— Mask labeling examples —

● ● ●

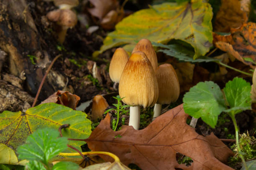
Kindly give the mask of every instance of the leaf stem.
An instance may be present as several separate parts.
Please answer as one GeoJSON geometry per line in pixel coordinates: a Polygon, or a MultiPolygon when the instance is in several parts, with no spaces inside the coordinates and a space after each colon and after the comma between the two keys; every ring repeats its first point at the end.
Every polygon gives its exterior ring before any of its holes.
{"type": "Polygon", "coordinates": [[[241,71],[241,70],[239,70],[238,69],[237,69],[236,68],[234,68],[233,67],[230,66],[228,65],[226,65],[225,64],[224,64],[224,63],[223,63],[223,62],[221,62],[220,61],[215,61],[215,62],[217,63],[218,63],[218,64],[220,64],[220,65],[223,65],[223,66],[224,67],[225,67],[228,68],[230,68],[230,69],[232,69],[232,70],[233,70],[235,71],[237,71],[238,72],[241,72],[241,73],[244,74],[245,75],[249,75],[249,76],[250,76],[251,77],[252,77],[252,76],[253,76],[253,74],[250,74],[250,73],[249,73],[248,72],[245,72],[243,71],[241,71]]]}
{"type": "MultiPolygon", "coordinates": [[[[84,155],[108,155],[115,160],[116,162],[120,162],[120,160],[119,158],[118,157],[115,155],[113,154],[112,153],[109,152],[82,152],[82,154],[84,155]]],[[[79,153],[59,153],[59,155],[60,156],[79,156],[80,154],[79,153]]]]}
{"type": "Polygon", "coordinates": [[[244,158],[243,158],[243,156],[242,155],[241,149],[240,148],[240,146],[239,145],[239,138],[238,138],[238,128],[237,126],[237,124],[236,123],[236,118],[235,118],[235,114],[234,112],[231,112],[229,113],[229,116],[230,117],[232,121],[233,121],[233,123],[234,123],[234,125],[235,126],[235,130],[236,131],[236,145],[237,146],[237,149],[238,150],[238,155],[239,155],[241,159],[242,160],[242,161],[243,163],[243,165],[245,168],[246,170],[248,170],[248,168],[247,168],[247,166],[246,165],[246,163],[245,160],[244,158]]]}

● ● ●

— Problem —
Rewrite the stretch from the start of the records through the line containing "An instance may", swapping "separate" for "distinct" and changing nothing else. Omit the pictures from your answer.

— Final answer —
Kindly give the mask of every instance of the leaf stem.
An instance may be present as several distinct parts.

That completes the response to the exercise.